— BEGIN Selection —

3/31/2011 - Economic Religious Social - Article Ref: NT1103-4599
Number of comments: 3
Opinion Summary: Agree:1  Disagree:0  Neutral:2
By: Noah Feldman
New York Times* - March, 2008

The practical application of Shariah in most Muslim countries (as here, in this Egyptian courtroom) is in matters of family law.

From Shariah to Despotism

But if Shariah is popular among many Muslims in large part because of its historical association with the rule of law, can it actually do the same work today? Here there is reason for caution and skepticism. The problem is that the traditional Islamic constitution rested on a balance of powers between a ruler subject to law and a class of scholars who interpreted and administered that law. The governments of most contemporary majority-Muslim states, however, have lost these features. Rulers govern as if they were above the law, not subject to it, and the scholars who once wielded so much influence are much reduced in status. If they have judicial posts at all, it is usually as judges in the family-law courts.

— END Selection —
— BEGIN Record extracts —

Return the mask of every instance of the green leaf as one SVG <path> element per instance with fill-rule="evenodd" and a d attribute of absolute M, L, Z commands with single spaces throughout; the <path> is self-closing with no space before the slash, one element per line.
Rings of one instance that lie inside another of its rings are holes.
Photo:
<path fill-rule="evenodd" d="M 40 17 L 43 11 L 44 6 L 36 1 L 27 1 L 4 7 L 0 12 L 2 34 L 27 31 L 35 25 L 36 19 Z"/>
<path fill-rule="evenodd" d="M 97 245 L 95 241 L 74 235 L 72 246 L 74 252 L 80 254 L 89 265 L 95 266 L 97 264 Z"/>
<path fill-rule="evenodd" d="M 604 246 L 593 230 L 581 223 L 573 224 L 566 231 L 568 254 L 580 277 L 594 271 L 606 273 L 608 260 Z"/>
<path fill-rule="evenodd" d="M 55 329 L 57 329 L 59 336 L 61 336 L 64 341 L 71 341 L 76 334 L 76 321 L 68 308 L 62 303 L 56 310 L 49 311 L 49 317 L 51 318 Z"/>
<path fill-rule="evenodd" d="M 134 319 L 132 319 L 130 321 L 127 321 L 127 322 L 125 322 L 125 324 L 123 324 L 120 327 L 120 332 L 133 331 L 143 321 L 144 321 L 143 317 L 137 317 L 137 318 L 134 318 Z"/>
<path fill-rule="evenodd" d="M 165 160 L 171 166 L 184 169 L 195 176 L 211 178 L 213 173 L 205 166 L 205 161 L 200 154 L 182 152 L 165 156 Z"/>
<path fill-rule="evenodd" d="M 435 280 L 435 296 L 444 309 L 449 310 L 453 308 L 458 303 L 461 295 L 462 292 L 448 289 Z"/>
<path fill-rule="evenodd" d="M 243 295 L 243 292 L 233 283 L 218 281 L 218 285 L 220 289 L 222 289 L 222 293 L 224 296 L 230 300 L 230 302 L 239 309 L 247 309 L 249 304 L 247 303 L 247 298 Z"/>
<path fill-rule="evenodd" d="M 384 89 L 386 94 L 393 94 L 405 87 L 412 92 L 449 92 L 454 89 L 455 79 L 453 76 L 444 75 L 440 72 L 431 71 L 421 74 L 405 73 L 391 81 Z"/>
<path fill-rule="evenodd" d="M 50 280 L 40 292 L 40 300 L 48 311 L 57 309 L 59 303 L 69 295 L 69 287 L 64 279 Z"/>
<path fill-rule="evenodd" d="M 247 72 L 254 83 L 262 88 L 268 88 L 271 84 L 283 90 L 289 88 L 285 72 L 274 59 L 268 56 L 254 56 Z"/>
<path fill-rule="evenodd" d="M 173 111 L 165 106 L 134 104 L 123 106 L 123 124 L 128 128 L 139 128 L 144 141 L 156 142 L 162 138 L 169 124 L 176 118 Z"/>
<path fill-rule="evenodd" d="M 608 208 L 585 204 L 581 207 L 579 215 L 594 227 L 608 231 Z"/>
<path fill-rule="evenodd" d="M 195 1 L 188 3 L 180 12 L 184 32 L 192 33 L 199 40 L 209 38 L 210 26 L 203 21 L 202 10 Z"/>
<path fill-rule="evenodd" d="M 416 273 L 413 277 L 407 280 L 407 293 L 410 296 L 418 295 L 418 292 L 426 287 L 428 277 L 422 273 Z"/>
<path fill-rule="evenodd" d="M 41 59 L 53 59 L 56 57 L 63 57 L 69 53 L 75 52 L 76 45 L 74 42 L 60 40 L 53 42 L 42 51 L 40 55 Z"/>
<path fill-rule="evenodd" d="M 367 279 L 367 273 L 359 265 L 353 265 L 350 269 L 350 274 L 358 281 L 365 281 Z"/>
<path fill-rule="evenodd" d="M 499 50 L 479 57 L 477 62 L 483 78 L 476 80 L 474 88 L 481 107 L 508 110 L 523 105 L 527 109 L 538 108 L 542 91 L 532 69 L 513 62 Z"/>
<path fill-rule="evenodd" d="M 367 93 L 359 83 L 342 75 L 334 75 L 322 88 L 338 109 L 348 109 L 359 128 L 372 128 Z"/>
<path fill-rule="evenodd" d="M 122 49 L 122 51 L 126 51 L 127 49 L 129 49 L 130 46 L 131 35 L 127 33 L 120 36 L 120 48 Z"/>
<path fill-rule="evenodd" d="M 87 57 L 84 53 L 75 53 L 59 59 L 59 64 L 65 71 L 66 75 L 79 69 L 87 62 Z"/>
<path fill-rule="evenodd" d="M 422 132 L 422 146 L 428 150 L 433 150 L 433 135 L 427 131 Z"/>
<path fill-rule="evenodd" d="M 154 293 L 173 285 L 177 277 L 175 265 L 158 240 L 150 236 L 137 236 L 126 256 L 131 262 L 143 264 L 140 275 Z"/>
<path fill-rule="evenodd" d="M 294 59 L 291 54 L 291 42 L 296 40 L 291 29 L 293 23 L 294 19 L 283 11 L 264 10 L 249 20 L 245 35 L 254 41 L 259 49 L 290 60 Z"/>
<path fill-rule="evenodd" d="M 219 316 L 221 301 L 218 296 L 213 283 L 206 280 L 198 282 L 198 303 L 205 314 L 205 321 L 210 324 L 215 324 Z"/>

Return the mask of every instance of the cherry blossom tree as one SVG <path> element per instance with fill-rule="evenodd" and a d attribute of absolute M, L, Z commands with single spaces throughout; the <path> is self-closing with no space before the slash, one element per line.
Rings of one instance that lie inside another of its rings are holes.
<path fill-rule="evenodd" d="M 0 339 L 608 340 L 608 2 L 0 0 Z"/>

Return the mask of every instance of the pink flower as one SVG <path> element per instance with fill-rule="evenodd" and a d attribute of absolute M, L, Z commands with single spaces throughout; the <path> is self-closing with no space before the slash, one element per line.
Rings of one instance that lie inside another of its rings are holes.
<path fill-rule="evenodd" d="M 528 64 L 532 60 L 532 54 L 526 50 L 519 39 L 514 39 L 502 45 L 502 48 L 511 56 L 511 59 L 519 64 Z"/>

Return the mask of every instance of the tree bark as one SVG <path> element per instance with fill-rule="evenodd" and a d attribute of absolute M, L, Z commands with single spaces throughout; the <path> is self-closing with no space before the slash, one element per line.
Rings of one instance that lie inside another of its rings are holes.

— END Record extracts —

Stated exercise A -
In the article on Shariah, what do rulers in most majority-Muslim states today govern as if they were?
Stated exercise B -
From the article on Shariah, return the part that opens with the words containing "3/31/2011 - Economic" and closes with "of family law.", copied exactly.

Written response A -
As if they were above the law, not subject to it.

Written response B -
3/31/2011 - Economic Religious Social - Article Ref: NT1103-4599
Number of comments: 3
Opinion Summary: Agree:1  Disagree:0  Neutral:2
By: Noah Feldman
New York Times* - March, 2008

The practical application of Shariah in most Muslim countries (as here, in this Egyptian courtroom) is in matters of family law.